[Dataset records about object locations]

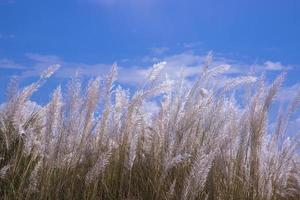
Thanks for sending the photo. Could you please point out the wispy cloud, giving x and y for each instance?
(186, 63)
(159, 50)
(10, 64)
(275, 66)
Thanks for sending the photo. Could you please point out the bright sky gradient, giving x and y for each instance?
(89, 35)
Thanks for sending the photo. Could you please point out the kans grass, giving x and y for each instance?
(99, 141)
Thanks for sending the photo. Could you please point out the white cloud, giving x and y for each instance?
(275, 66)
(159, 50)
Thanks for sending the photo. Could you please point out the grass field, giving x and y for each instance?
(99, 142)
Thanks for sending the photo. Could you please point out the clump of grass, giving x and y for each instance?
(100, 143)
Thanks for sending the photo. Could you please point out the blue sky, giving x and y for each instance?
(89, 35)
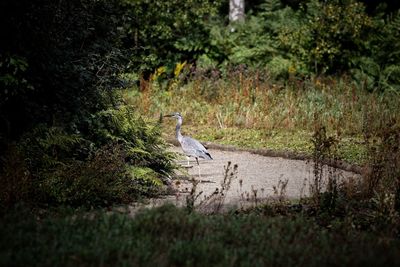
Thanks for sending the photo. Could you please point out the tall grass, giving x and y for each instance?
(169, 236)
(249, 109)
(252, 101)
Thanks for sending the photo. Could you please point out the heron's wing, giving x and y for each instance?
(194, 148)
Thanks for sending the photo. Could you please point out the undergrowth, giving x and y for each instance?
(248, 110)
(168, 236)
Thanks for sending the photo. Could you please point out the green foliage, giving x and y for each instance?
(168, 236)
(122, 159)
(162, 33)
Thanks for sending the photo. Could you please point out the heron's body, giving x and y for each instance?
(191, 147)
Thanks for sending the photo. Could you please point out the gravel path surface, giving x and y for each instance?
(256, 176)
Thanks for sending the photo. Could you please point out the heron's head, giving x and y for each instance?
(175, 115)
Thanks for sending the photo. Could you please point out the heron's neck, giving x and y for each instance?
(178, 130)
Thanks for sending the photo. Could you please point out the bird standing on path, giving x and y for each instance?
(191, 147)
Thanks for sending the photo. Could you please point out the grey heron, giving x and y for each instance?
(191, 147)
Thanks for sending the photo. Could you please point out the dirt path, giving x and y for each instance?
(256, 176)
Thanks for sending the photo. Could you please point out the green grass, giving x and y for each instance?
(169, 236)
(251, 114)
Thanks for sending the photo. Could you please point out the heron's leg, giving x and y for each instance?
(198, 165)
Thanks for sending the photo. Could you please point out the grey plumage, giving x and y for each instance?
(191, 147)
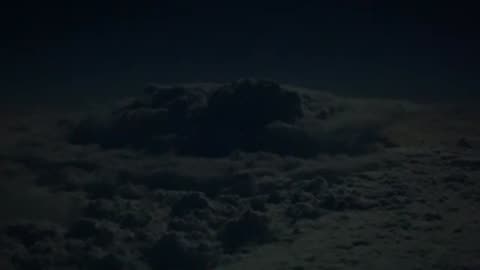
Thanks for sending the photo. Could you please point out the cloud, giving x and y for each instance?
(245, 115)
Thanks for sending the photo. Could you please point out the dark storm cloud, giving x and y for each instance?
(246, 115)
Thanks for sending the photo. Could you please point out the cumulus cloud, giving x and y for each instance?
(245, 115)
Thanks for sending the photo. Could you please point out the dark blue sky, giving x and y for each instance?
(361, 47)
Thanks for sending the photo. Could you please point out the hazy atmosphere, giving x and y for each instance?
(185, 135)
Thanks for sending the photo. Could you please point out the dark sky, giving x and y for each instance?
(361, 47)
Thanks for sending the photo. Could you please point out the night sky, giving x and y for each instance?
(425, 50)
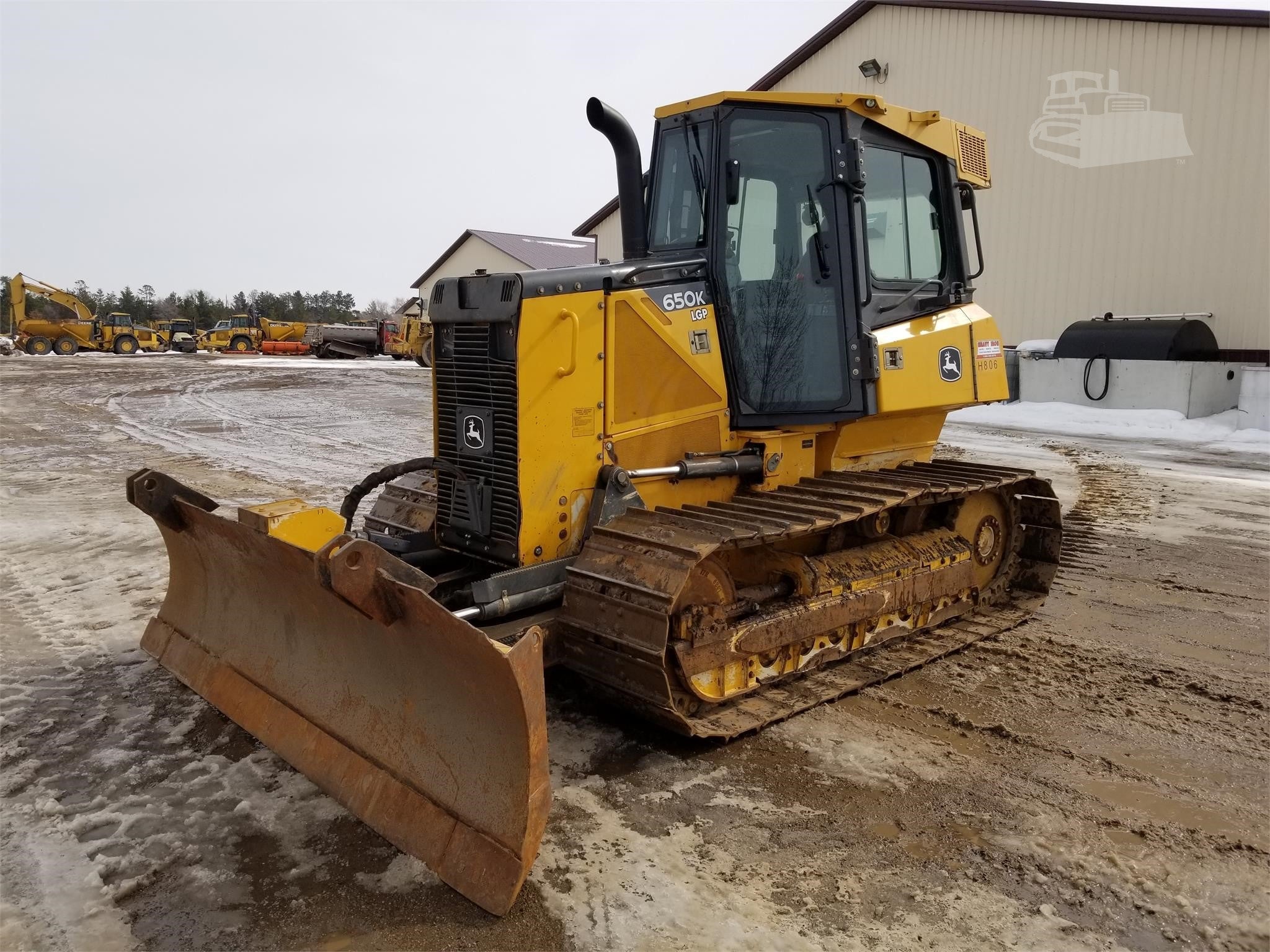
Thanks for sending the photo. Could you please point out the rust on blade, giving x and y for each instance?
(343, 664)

TASK REQUIREMENTS - Add 18 to every coordinate in the answers and write out again the lines of the listing, starting with the line containing "dark sky, giving" and going on through the end of the listing, with the requests included. Leave the pictures out.

FINAL RESULT -
Thanks for sending the photo. Could you please point out the dark sky, giving x and y for each instance?
(379, 65)
Thanks for sending the photo. Could you please point out the night sky, giving x and y for each instance?
(443, 68)
Thanks for sending the photo. Could you please point out the rust on blade, giving x and y for each instance?
(361, 682)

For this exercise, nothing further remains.